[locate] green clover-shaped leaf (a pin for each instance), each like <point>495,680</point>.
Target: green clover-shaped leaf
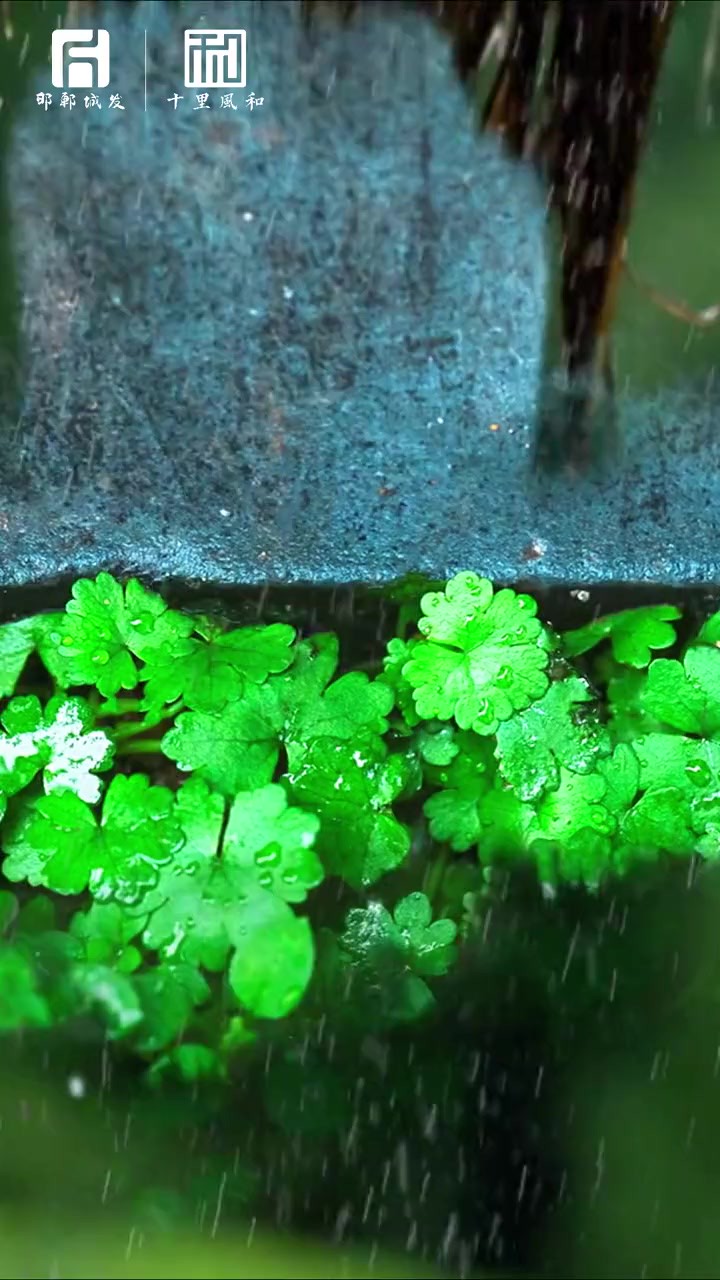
<point>210,673</point>
<point>351,787</point>
<point>484,656</point>
<point>551,732</point>
<point>274,841</point>
<point>633,634</point>
<point>57,841</point>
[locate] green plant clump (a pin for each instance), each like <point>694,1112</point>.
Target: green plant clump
<point>208,831</point>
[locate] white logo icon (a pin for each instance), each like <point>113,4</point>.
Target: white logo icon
<point>214,59</point>
<point>87,63</point>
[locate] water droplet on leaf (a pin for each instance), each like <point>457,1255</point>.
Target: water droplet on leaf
<point>698,772</point>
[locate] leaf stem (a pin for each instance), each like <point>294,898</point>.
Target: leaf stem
<point>141,746</point>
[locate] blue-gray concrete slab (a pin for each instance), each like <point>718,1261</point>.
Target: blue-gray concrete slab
<point>304,342</point>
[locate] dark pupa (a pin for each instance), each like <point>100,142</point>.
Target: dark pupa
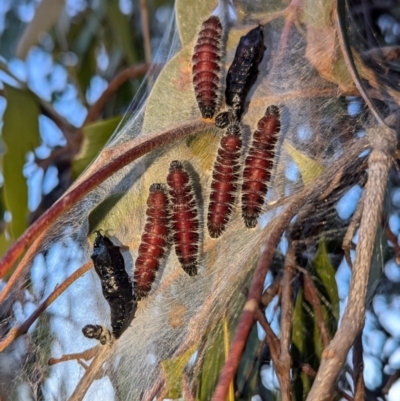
<point>224,181</point>
<point>258,165</point>
<point>206,68</point>
<point>243,72</point>
<point>97,332</point>
<point>185,221</point>
<point>115,283</point>
<point>154,240</point>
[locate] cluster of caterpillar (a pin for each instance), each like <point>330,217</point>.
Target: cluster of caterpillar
<point>256,173</point>
<point>172,214</point>
<point>241,76</point>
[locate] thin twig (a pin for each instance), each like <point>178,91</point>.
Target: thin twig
<point>284,363</point>
<point>92,372</point>
<point>15,332</point>
<point>392,238</point>
<point>272,290</point>
<point>312,297</point>
<point>186,389</point>
<point>123,76</point>
<point>358,370</point>
<point>134,149</point>
<point>86,355</point>
<point>275,230</point>
<point>383,141</point>
<point>144,17</point>
<point>351,230</point>
<point>270,337</point>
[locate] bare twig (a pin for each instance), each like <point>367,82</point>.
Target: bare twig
<point>15,332</point>
<point>186,389</point>
<point>92,371</point>
<point>270,337</point>
<point>358,370</point>
<point>275,230</point>
<point>86,355</point>
<point>284,363</point>
<point>351,231</point>
<point>383,141</point>
<point>392,238</point>
<point>272,290</point>
<point>134,149</point>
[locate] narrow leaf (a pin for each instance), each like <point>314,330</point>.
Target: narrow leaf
<point>95,136</point>
<point>20,135</point>
<point>46,15</point>
<point>309,169</point>
<point>190,14</point>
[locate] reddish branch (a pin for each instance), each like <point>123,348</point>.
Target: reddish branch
<point>275,230</point>
<point>134,149</point>
<point>15,332</point>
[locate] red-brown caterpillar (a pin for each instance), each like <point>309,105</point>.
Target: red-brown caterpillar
<point>154,240</point>
<point>242,75</point>
<point>225,181</point>
<point>258,164</point>
<point>116,286</point>
<point>185,221</point>
<point>206,62</point>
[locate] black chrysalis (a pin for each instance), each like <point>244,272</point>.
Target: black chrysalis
<point>97,332</point>
<point>116,285</point>
<point>242,74</point>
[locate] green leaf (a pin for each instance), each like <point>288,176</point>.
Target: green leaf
<point>326,273</point>
<point>46,15</point>
<point>111,213</point>
<point>248,385</point>
<point>173,371</point>
<point>309,169</point>
<point>212,363</point>
<point>95,136</point>
<point>20,135</point>
<point>190,14</point>
<point>301,346</point>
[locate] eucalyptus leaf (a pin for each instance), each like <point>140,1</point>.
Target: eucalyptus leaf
<point>20,135</point>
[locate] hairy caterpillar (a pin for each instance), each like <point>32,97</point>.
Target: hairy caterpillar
<point>185,222</point>
<point>206,68</point>
<point>257,166</point>
<point>225,181</point>
<point>242,75</point>
<point>116,286</point>
<point>154,240</point>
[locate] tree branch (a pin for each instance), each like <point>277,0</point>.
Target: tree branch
<point>134,149</point>
<point>15,332</point>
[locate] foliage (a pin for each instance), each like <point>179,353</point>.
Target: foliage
<point>180,337</point>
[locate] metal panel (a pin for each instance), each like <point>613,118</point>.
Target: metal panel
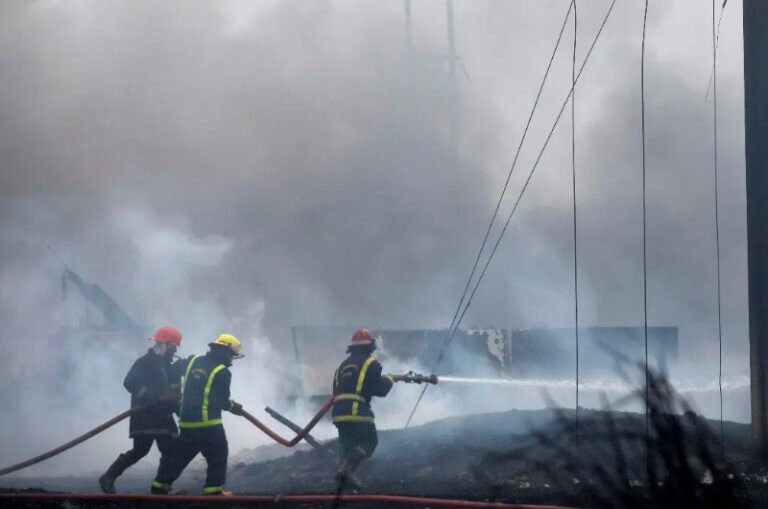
<point>755,136</point>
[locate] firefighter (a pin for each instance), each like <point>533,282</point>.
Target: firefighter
<point>149,379</point>
<point>355,382</point>
<point>205,394</point>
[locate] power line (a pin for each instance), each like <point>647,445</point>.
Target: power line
<point>520,196</point>
<point>453,327</point>
<point>645,254</point>
<point>715,37</point>
<point>717,45</point>
<point>575,236</point>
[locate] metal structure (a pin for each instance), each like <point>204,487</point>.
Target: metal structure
<point>484,352</point>
<point>115,317</point>
<point>755,136</point>
<point>451,58</point>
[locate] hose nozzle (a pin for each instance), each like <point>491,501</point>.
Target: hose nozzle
<point>415,378</point>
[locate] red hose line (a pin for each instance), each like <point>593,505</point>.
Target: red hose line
<point>262,499</point>
<point>298,438</point>
<point>77,441</point>
<point>95,431</point>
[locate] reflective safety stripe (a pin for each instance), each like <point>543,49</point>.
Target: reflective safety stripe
<point>207,391</point>
<point>360,381</point>
<point>350,396</point>
<point>205,422</point>
<point>199,424</point>
<point>353,418</point>
<point>184,385</point>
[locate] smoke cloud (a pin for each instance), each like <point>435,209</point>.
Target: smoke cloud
<point>246,167</point>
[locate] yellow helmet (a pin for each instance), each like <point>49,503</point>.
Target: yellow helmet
<point>230,342</point>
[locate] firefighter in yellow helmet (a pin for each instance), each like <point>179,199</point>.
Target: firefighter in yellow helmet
<point>205,394</point>
<point>357,380</point>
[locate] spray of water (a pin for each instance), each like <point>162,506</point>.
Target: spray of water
<point>733,383</point>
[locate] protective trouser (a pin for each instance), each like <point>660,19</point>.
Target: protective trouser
<point>357,441</point>
<point>141,447</point>
<point>212,443</point>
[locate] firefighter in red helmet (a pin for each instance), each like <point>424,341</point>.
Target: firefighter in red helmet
<point>357,380</point>
<point>150,379</point>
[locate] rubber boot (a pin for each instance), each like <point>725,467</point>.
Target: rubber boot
<point>345,476</point>
<point>107,479</point>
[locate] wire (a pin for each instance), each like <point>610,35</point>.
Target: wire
<point>453,327</point>
<point>717,45</point>
<point>715,37</point>
<point>522,192</point>
<point>575,236</point>
<point>645,253</point>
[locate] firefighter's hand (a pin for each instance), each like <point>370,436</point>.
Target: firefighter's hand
<point>236,408</point>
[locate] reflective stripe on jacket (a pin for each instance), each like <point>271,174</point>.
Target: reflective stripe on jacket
<point>205,392</point>
<point>355,382</point>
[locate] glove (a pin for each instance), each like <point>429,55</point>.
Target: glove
<point>236,408</point>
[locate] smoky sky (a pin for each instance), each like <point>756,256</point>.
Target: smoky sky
<point>249,167</point>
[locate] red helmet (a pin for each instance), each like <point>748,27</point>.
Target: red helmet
<point>363,337</point>
<point>170,335</point>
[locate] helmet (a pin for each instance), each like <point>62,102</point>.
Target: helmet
<point>170,335</point>
<point>231,342</point>
<point>363,337</point>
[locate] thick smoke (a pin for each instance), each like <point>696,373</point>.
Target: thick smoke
<point>247,167</point>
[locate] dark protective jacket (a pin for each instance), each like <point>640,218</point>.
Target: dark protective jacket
<point>149,379</point>
<point>355,383</point>
<point>205,391</point>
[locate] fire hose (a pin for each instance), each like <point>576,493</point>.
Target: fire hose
<point>278,500</point>
<point>409,377</point>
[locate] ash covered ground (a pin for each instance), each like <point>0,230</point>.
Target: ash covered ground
<point>500,456</point>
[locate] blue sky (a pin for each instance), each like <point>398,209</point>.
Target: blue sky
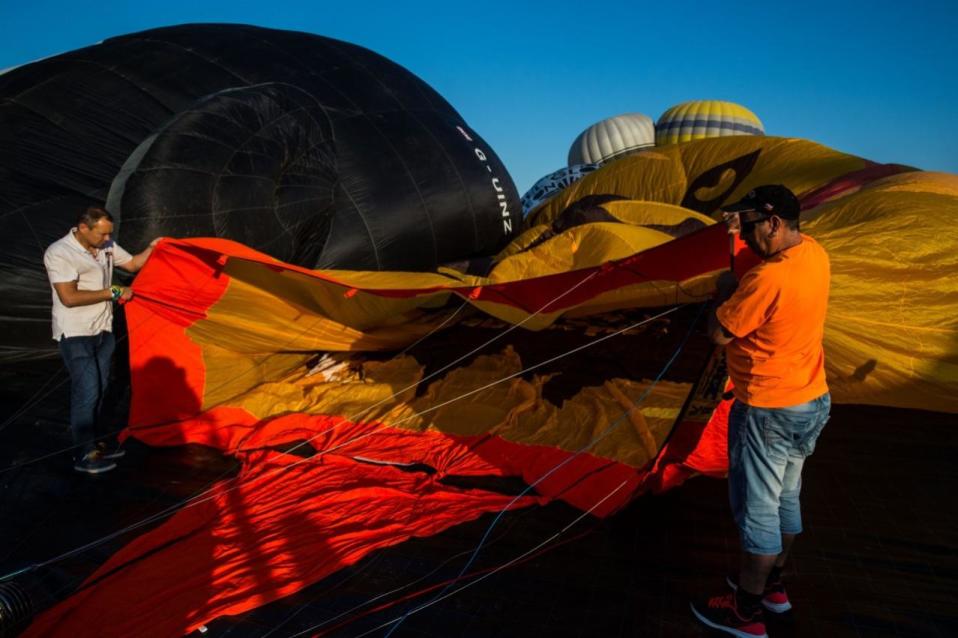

**Short task**
Print the whole listing above once more, word for word, without its pictures.

**Result for this exercise**
[locate] green clover-shaped leaf (a pin for each instance), each like <point>495,680</point>.
Target: green clover-shaped leaf
<point>210,673</point>
<point>351,787</point>
<point>484,656</point>
<point>551,732</point>
<point>274,841</point>
<point>633,634</point>
<point>57,841</point>
[locate] green plant clump (a pin for each instance), each like <point>694,1112</point>.
Target: green plant clump
<point>208,831</point>
[locate] white logo icon (a pin for each instance), each like <point>113,4</point>.
Target: white logo icon
<point>214,59</point>
<point>87,63</point>
[locate] water droplet on leaf (a pin for each instance), each like <point>457,1255</point>.
Target: water droplet on leaf
<point>698,772</point>
[locate] leaf stem (a pin for each instance), each like <point>294,898</point>.
Target: leaf stem
<point>141,746</point>
[locate] blue-gray concrete slab (a pin for each instance), each like <point>718,1261</point>.
Target: blue-gray concrete slab
<point>304,342</point>
[locate] dark pupa (a pin for each instance), each like <point>100,142</point>.
Target: dark pupa
<point>224,181</point>
<point>258,165</point>
<point>206,68</point>
<point>243,72</point>
<point>97,332</point>
<point>185,221</point>
<point>115,283</point>
<point>154,240</point>
[locate] cluster of caterpillar (a pin for each instance), each like <point>330,217</point>.
Target: cluster of caterpillar
<point>256,173</point>
<point>172,214</point>
<point>241,76</point>
[locate] thin twig (a pin for each instance), each like <point>178,91</point>.
Target: thin twig
<point>284,363</point>
<point>92,372</point>
<point>15,332</point>
<point>392,238</point>
<point>272,290</point>
<point>312,297</point>
<point>186,389</point>
<point>123,76</point>
<point>358,370</point>
<point>134,149</point>
<point>86,355</point>
<point>275,230</point>
<point>383,141</point>
<point>144,17</point>
<point>351,230</point>
<point>270,337</point>
[locate] bare twig (a pin for each instance), each like <point>367,82</point>.
Target: bare twig
<point>15,332</point>
<point>186,389</point>
<point>92,371</point>
<point>270,337</point>
<point>358,370</point>
<point>275,230</point>
<point>86,355</point>
<point>284,363</point>
<point>351,231</point>
<point>383,141</point>
<point>392,238</point>
<point>272,290</point>
<point>134,149</point>
[locate] narrow leaf (a pin for each instance), each like <point>314,330</point>.
Target: narrow leaf
<point>95,136</point>
<point>20,135</point>
<point>46,15</point>
<point>309,169</point>
<point>190,14</point>
[locate] reddish branch (a pin for each instance), each like <point>123,348</point>.
Target: reddish branch
<point>275,230</point>
<point>134,149</point>
<point>15,332</point>
[locate] red-brown caterpillar (a pin for each instance), each like <point>309,105</point>.
Target: red-brown caterpillar
<point>154,240</point>
<point>242,75</point>
<point>225,181</point>
<point>258,164</point>
<point>116,286</point>
<point>185,221</point>
<point>206,62</point>
[locate] black chrysalis (a pin for each instance), each like <point>244,272</point>.
Target: black chrysalis
<point>97,332</point>
<point>116,285</point>
<point>242,74</point>
[locate] green leaf (a pin for each instance), each like <point>288,176</point>.
Target: green leaf
<point>326,273</point>
<point>46,15</point>
<point>111,213</point>
<point>248,385</point>
<point>173,371</point>
<point>309,169</point>
<point>212,363</point>
<point>95,136</point>
<point>20,135</point>
<point>190,14</point>
<point>301,346</point>
[locate] eucalyptus leaf (a pin for each instance), each like <point>140,1</point>.
Target: eucalyptus leaf
<point>20,135</point>
[locate] hairy caterpillar (a pin for each instance), each like <point>32,97</point>.
Target: hairy caterpillar
<point>185,222</point>
<point>206,68</point>
<point>257,166</point>
<point>225,181</point>
<point>242,75</point>
<point>116,286</point>
<point>154,240</point>
[locate] tree branch (a pin for each instance), each like <point>277,0</point>.
Target: tree branch
<point>134,149</point>
<point>15,332</point>
[locate] foliage (a pin for each instance), each like <point>179,353</point>.
Target: foliage
<point>180,337</point>
[locate] metal panel (a pin for each instance), each like <point>613,118</point>.
Target: metal panel
<point>755,136</point>
[locate] firefighter (a pin for each instance), each like <point>533,282</point>.
Target: firefighter
<point>149,379</point>
<point>355,382</point>
<point>205,394</point>
[locate] power line (a pin for each instance), each like <point>647,445</point>.
Target: power line
<point>520,196</point>
<point>453,327</point>
<point>645,254</point>
<point>715,37</point>
<point>717,45</point>
<point>575,236</point>
[locate] metal structure (a pin for each instance), each like <point>204,487</point>.
Target: metal structure
<point>484,352</point>
<point>115,317</point>
<point>755,136</point>
<point>451,58</point>
[locate] hose nozzle (a pin for each instance), each like <point>491,501</point>.
Target: hose nozzle
<point>415,378</point>
[locate] red hose line (a pin for each instance), each like <point>593,505</point>.
Target: red hose line
<point>262,499</point>
<point>298,438</point>
<point>77,441</point>
<point>95,431</point>
[locate] reflective safety stripe (a pin for each instance), each like <point>543,49</point>.
Target: reflective safety stripe
<point>207,391</point>
<point>360,381</point>
<point>350,396</point>
<point>205,422</point>
<point>199,424</point>
<point>353,418</point>
<point>184,385</point>
[locate] smoke cloud (a pin for each instance), each like <point>435,209</point>.
Target: smoke cloud
<point>246,167</point>
[locate] yellow helmet (a pin for each instance), each like <point>49,503</point>.
Target: yellow helmet
<point>230,342</point>
[locate] firefighter in yellow helmet (a pin for each instance), each like <point>179,199</point>.
Target: firefighter in yellow helmet
<point>205,394</point>
<point>357,380</point>
[locate] spray of water (a pin for each instance), each like <point>162,506</point>.
Target: spray of water
<point>733,383</point>
[locate] protective trouser (a pin for each instance), each like <point>660,19</point>.
Target: protective trouser
<point>357,441</point>
<point>141,447</point>
<point>212,443</point>
[locate] firefighter in red helmet (a pin for each instance), each like <point>424,341</point>.
Target: firefighter in red helmet
<point>357,380</point>
<point>150,379</point>
[locate] rubber boot (a pin for each instance), each like <point>725,467</point>.
Target: rubber boot
<point>345,476</point>
<point>107,479</point>
[locate] wire (a pin for each instance), each like <point>610,35</point>.
Target: wire
<point>453,327</point>
<point>717,45</point>
<point>715,37</point>
<point>522,192</point>
<point>575,236</point>
<point>645,253</point>
[locate] firefighter's hand (a pin for each instance), each like <point>370,436</point>.
Target: firefighter's hand
<point>236,408</point>
[locate] reflective stripe on jacket (a pin for each instance), each like <point>271,174</point>.
Target: reflective stripe on jacket
<point>205,392</point>
<point>355,382</point>
[locate] glove (a pin for each instance), each like <point>429,55</point>.
Target: glove
<point>236,408</point>
[locate] smoky sky (a pin for each instance), each like <point>756,256</point>.
Target: smoky sky
<point>249,167</point>
[locate] red helmet (a pin for each instance), each like <point>748,27</point>.
Target: red helmet
<point>363,337</point>
<point>170,335</point>
[locate] helmet (a pin for each instance), each like <point>62,102</point>.
Target: helmet
<point>170,335</point>
<point>231,342</point>
<point>363,337</point>
[locate] thick smoke (a pin for each instance), each like <point>696,373</point>.
Target: thick smoke
<point>247,167</point>
[locate] dark protective jacket (a pin for each instance), each like <point>640,218</point>.
Target: dark protective jacket
<point>149,379</point>
<point>355,383</point>
<point>205,391</point>
[locate] fire hose (a pin for each instance), each like <point>576,493</point>.
Target: fire hose
<point>278,500</point>
<point>409,377</point>
[locate] ash covered ground (a pin for each instance), each like <point>0,230</point>.
Target: ash covered ground
<point>500,456</point>
[locate] blue sky (a pin for each instance), each like <point>398,209</point>.
Target: blue sky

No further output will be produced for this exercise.